このような動作(処理)によって、ドア開閉システム1は、携帯キーリモコン100を操作することによりユーザーが要求した閉状態に、ドアDの扉部分を移行させる。より具体的には、ドア開閉システム1では、第1のドア施解錠装置200-1と第2のドア施解錠装置200-2とのそれぞれが、携帯キーリモコン100により送信された同じ無線信号(ドア閉要求信号)を受信する。そして、第1のドア施解錠装置200-1と第2のドア施解錠装置200-2とのそれぞれは、受信したドア閉要求信号に表されたドアDを閉める要求に基づいて、ドアDの閉状態への移行を指示する開閉指示信号(ドア閉指示信号)を、一つのドア開閉制御装置300に出力する。これにより、ドア開閉制御装置300が、第1のドア施解錠装置200-1と第2のドア施解錠装置200-2とのそれぞれからドアDを閉状態に移行させるドア閉指示信号を受信した後に、受信したドア閉指示信号により指示された閉状態にドアDを移行させる。そして、ドア開閉制御装置300は、第1のドア施解錠装置200-1と第2のドア施解錠装置200-2とのそれぞれに、ドア閉完了通知を送信する。これにより、第1のドア施解錠装置200-1と第2のドア施解錠装置200-2とのそれぞれは、受信したドア閉完了通知の通知内容に基づいて、それぞれが対応する施解錠機構を操作して対応するサムターンSを回動させ、ドアDを施錠状態に移行させる。

資料:
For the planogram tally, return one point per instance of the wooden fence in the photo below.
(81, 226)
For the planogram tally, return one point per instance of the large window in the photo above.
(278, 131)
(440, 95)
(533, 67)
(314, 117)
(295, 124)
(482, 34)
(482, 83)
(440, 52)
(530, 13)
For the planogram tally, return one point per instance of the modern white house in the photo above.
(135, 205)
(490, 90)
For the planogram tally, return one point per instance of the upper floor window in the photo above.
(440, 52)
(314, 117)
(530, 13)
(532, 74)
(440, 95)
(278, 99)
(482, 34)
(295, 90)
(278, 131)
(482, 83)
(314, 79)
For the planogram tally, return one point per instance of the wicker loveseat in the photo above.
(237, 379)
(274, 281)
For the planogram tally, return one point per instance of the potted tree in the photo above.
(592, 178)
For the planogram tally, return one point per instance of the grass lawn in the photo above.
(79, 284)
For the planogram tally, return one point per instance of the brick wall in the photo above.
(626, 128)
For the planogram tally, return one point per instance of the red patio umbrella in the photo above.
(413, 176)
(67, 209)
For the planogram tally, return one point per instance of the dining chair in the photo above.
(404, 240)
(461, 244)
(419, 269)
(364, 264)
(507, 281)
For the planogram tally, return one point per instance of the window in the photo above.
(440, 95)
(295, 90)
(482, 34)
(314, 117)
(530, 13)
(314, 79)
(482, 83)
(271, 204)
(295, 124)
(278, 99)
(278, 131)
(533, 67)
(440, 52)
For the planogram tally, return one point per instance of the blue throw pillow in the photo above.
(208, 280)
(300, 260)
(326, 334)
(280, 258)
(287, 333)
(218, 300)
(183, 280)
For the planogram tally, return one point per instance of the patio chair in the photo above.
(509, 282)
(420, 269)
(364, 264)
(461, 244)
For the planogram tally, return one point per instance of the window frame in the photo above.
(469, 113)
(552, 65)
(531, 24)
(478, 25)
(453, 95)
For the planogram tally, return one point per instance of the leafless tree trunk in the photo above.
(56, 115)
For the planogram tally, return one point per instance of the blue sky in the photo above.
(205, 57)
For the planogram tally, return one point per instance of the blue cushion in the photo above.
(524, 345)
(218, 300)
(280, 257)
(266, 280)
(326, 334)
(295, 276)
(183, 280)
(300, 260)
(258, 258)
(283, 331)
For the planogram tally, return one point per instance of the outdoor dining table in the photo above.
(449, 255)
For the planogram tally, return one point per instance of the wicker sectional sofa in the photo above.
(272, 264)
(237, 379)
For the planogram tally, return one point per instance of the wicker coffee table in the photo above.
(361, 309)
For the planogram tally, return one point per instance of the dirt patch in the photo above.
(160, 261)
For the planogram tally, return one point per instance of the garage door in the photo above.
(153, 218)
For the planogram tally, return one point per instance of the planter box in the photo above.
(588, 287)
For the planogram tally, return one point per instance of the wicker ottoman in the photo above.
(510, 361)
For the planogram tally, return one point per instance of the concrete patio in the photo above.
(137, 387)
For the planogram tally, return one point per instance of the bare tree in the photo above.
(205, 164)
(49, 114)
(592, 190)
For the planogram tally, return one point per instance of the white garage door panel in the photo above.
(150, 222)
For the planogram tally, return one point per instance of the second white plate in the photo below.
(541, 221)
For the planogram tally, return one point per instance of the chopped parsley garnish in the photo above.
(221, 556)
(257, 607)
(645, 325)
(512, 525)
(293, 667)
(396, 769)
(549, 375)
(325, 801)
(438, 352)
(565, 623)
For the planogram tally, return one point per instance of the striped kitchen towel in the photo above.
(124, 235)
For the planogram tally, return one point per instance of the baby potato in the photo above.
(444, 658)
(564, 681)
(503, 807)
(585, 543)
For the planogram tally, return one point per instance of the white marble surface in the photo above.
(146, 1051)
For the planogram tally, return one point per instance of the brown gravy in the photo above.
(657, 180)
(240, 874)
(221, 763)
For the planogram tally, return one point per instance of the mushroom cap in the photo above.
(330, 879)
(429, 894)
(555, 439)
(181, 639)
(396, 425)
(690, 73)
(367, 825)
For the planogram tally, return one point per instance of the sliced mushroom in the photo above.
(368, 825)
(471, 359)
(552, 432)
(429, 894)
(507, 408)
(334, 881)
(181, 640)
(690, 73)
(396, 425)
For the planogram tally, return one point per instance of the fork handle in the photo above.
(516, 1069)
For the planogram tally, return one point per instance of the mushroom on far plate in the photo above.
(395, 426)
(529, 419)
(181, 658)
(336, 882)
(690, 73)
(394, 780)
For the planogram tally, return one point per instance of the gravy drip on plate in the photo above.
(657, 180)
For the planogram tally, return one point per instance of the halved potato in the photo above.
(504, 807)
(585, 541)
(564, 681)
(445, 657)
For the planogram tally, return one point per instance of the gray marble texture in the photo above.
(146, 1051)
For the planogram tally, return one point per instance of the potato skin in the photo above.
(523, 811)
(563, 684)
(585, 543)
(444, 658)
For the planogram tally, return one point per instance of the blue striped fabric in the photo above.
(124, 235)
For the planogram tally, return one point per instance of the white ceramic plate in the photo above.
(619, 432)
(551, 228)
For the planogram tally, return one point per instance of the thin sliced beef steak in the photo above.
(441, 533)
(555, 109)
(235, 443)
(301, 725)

小問 A:
ドア開閉システムの本文から、「このような動作(処理)によっ」で始まり「アDを施錠状態に移行させる。」で終わる部分を、一字一句変えずに抜き出すこと。
小問 B:
ドア開閉システムの本文によれば、ドア開閉制御装置300はドアDを閉状態に移行させた後、どの装置に何を送信するか。
記録はこの作業には一切関係しない。

最終解答 A:
このような動作(処理)によって、ドア開閉システム1は、携帯キーリモコン100を操作することによりユーザーが要求した閉状態に、ドアDの扉部分を移行させる。より具体的には、ドア開閉システム1では、第1のドア施解錠装置200-1と第2のドア施解錠装置200-2とのそれぞれが、携帯キーリモコン100により送信された同じ無線信号(ドア閉要求信号)を受信する。そして、第1のドア施解錠装置200-1と第2のドア施解錠装置200-2とのそれぞれは、受信したドア閉要求信号に表されたドアDを閉める要求に基づいて、ドアDの閉状態への移行を指示する開閉指示信号(ドア閉指示信号)を、一つのドア開閉制御装置300に出力する。これにより、ドア開閉制御装置300が、第1のドア施解錠装置200-1と第2のドア施解錠装置200-2とのそれぞれからドアDを閉状態に移行させるドア閉指示信号を受信した後に、受信したドア閉指示信号により指示された閉状態にドアDを移行させる。そして、ドア開閉制御装置300は、第1のドア施解錠装置200-1と第2のドア施解錠装置200-2とのそれぞれに、ドア閉完了通知を送信する。これにより、第1のドア施解錠装置200-1と第2のドア施解錠装置200-2とのそれぞれは、受信したドア閉完了通知の通知内容に基づいて、それぞれが対応する施解錠機構を操作して対応するサムターンSを回動させ、ドアDを施錠状態に移行させる。

最終解答 B:
第1のドア施解錠装置200-1と第2のドア施解錠装置200-2のそれぞれに、ドア閉完了通知を送信する。